***** Extrait du texte

Comme le souligne Hélène Claudot-Hawad, dans son livre « Les Touaregs, portrait en fragments » (Edisud 1993) : ‘Sur le plan politique, aségewur désigne les assises ou le conseil, tenus dans l’enceinte de la « tente », où s’élaborent les décisions et les stratégies de la famille, du cercle le plus étroit au plus large. Dans l’aségewur, qui réunit hommes et femmes d’une même lignée, la voix féminine pèse autant et même davantage que celle des hommes. Une décision ne peut être arrêtée que si les femmes sont d’accord’. Elle ajoute : ‘Pour toute décision grave engageant la société, comme par exemple une alliance stratégique, une déclaration de guerre, une proposition de paix, la première condition à obtenir est l’assentiment des femmes. La consultation commencera par elles. Si les femmes sont d’accord, les hommes se prononcent, puis les alliés et les tributaires, jusqu’à la convocation de l’assemblée générale’. Des femmes extraordinaires qui ont joué, de près ou de loin, des rôles dans la mémoire collective, se chargeant de la logistique, des métiers de l’infirmerie, de la communication, de l’approvisionnement des armes, de l’encouragement des troupes, ou simplement en les animant par des chants, par des poèmes et des danses… Des femmes qui ont eu des interconnexions avec des rois et des chefs de tribus à des époques déterminées, détenant des pouvoirs et participant parfois aux grandes batailles. Des femmes qui ont marqué les aspects sociaux, économiques, politiques, culturels et religieux de certaines époques historiques de notre continent de Tamazgha, délimité par quatre mers, la Méditerranée au Nord, l’Atlantique à l’Ouest, la mer Rouge à l’Est, et la grande mer des dunes de sable du Grand Sahara au sud. A travers ce modeste texte, nous allons essayer de faire ressortir le rôle historique de certaines de ces femmes légendaires, ignorées volontairement et injustement par l’histoire officielle de tous les pays d’Afrique du Nord.

**********
***** Matériel fourni

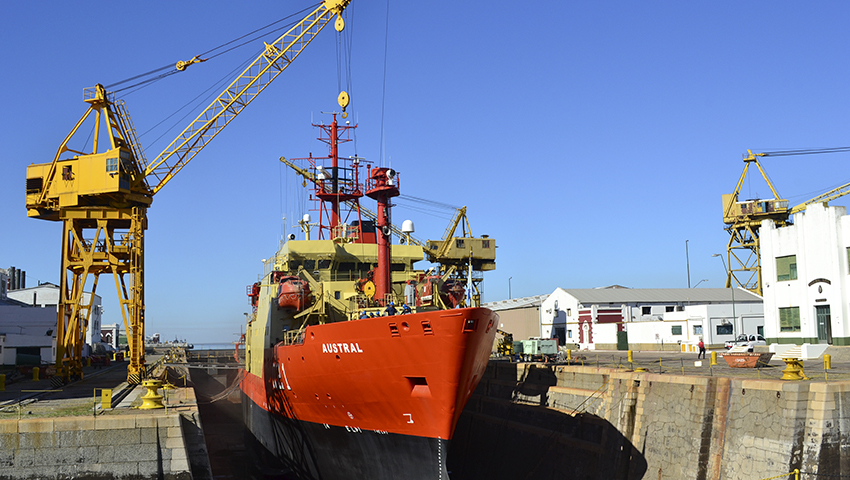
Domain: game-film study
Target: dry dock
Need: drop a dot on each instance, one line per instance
(597, 418)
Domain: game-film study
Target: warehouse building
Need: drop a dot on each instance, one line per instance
(806, 276)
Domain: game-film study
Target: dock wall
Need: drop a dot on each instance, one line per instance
(108, 447)
(672, 426)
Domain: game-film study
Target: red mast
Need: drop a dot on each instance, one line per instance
(336, 185)
(383, 185)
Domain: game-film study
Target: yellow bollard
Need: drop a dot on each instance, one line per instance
(152, 399)
(106, 398)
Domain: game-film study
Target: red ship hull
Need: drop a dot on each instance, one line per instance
(370, 398)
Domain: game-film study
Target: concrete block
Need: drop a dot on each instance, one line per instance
(174, 442)
(9, 442)
(124, 469)
(25, 457)
(115, 423)
(179, 465)
(106, 454)
(149, 469)
(136, 453)
(171, 420)
(145, 421)
(68, 424)
(128, 438)
(36, 440)
(36, 425)
(148, 435)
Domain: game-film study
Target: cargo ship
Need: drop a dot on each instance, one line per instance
(357, 362)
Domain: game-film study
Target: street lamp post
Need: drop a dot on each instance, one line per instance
(734, 316)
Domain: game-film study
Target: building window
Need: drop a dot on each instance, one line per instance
(786, 268)
(789, 319)
(724, 329)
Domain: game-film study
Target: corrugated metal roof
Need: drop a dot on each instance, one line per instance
(512, 303)
(590, 296)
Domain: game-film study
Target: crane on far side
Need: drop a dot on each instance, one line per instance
(743, 219)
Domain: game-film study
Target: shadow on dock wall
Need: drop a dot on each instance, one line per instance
(499, 438)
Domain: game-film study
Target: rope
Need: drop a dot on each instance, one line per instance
(227, 391)
(795, 472)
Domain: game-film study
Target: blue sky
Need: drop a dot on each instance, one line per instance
(590, 139)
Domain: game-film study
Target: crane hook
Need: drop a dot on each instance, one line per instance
(181, 65)
(343, 102)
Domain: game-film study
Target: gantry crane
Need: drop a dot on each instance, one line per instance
(102, 197)
(743, 219)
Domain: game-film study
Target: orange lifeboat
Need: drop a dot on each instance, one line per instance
(294, 293)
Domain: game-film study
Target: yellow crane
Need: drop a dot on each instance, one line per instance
(101, 197)
(743, 219)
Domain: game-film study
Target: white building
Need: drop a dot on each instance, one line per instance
(46, 296)
(805, 277)
(649, 319)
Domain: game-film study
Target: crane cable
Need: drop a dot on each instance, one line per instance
(810, 151)
(204, 55)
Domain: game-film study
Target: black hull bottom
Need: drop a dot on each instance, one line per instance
(320, 452)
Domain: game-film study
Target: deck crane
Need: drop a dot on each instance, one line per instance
(102, 197)
(743, 219)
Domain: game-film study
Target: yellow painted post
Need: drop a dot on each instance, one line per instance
(106, 398)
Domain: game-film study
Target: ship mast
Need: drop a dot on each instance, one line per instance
(336, 185)
(383, 185)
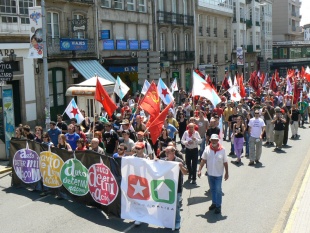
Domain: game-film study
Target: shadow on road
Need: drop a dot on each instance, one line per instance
(211, 217)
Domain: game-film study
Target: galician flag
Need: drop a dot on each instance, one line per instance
(120, 88)
(164, 92)
(234, 93)
(73, 111)
(202, 88)
(145, 87)
(149, 191)
(174, 85)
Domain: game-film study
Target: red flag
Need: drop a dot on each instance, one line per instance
(225, 83)
(273, 84)
(241, 86)
(151, 102)
(155, 127)
(102, 96)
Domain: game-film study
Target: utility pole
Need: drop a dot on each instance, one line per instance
(45, 68)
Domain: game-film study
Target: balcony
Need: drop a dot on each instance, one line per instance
(53, 49)
(200, 31)
(249, 48)
(249, 23)
(177, 56)
(174, 18)
(215, 58)
(215, 32)
(208, 31)
(201, 61)
(209, 58)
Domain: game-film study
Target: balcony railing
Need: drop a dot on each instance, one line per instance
(201, 61)
(215, 58)
(208, 31)
(215, 32)
(249, 23)
(174, 18)
(200, 31)
(53, 48)
(209, 58)
(250, 49)
(177, 56)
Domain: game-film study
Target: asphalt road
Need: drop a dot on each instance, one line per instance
(253, 198)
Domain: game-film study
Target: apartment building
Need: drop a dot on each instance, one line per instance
(286, 20)
(213, 37)
(246, 33)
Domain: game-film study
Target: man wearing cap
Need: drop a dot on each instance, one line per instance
(268, 113)
(170, 152)
(54, 132)
(279, 126)
(256, 131)
(216, 159)
(147, 147)
(191, 139)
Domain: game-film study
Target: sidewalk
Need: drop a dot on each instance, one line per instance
(298, 221)
(4, 167)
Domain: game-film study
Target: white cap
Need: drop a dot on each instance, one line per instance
(214, 136)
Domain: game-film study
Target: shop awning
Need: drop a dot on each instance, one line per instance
(91, 68)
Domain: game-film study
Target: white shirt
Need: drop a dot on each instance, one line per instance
(215, 161)
(256, 127)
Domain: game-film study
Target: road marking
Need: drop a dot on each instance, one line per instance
(293, 214)
(128, 229)
(39, 199)
(287, 208)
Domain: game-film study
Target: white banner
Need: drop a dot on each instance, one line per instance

**********

*Défi*: Poursuivez le texte sur le rôle historique des femmes de Tamazgha à partir de sa dernière phrase.

*Corrigé*:
Femmes de la préhistoire
Déjà, lors des époques les plus reculées de la préhistoire, l’homme à l’âge de pierre commençait à croire aux divinités féminines comme le reflète la découverte de nombreuses figurines anthropomorphes de sexe féminin qu’on dénomme les « vénus » et cela dans divers endroits, et plus particulièrement en Europe. Et l’une de ces vénus les plus anciennes fabriquées par l’homme est incontestablement constituée par la figurine de Tan-Tan, à laquelle les archéologues donnent une datation d’entre 300.000 et 500.000 ans ! Des déesses figurent aussi dans l’extraordinaire art rupestre du Grand Sahara, et nous aimerions nous arrêter à celle trouvée dans l’Ahaggar, à N’Arouanrhat, près de Jebbaren au cœur de Tassili N’Ajjer, donnant de la pluie et de la vie, et que les archéologues lui ont accolé le nom de « Gaïa », en référence à la déesse Terre dans la mythologie grecque, et qui reflète l’attachement viscéral des Amazighs à la terre nourricière. Des noms féminins aux déesses, qui sont comme les femmes, à l’origine de la fécondité et de la prospérité. Ainsi, dans la religion païenne des Amazighs, les premières divinités étaient tous féminines. Ce qui expliquerait ses origines matrilinéaires, et ce qui donnerait le nom à la déesse de tout l’univers : « Yemma n dunnit », mère du monde, et qui est à l’origine de tout objet, animé ou non, et de tout phénomène sur terre et dans l’univers. Dans certains contes et légendes très anciens, on raconte que ladite Déesse, en commettant une grave faute, s’est transformée en sorcière qu’on appelle « Settut » en kabylie ! En effet, les Amazighs prêtent souvent aux femmes des pouvoirs occultes et surnaturels, avec des vertus de magie ou de guérison !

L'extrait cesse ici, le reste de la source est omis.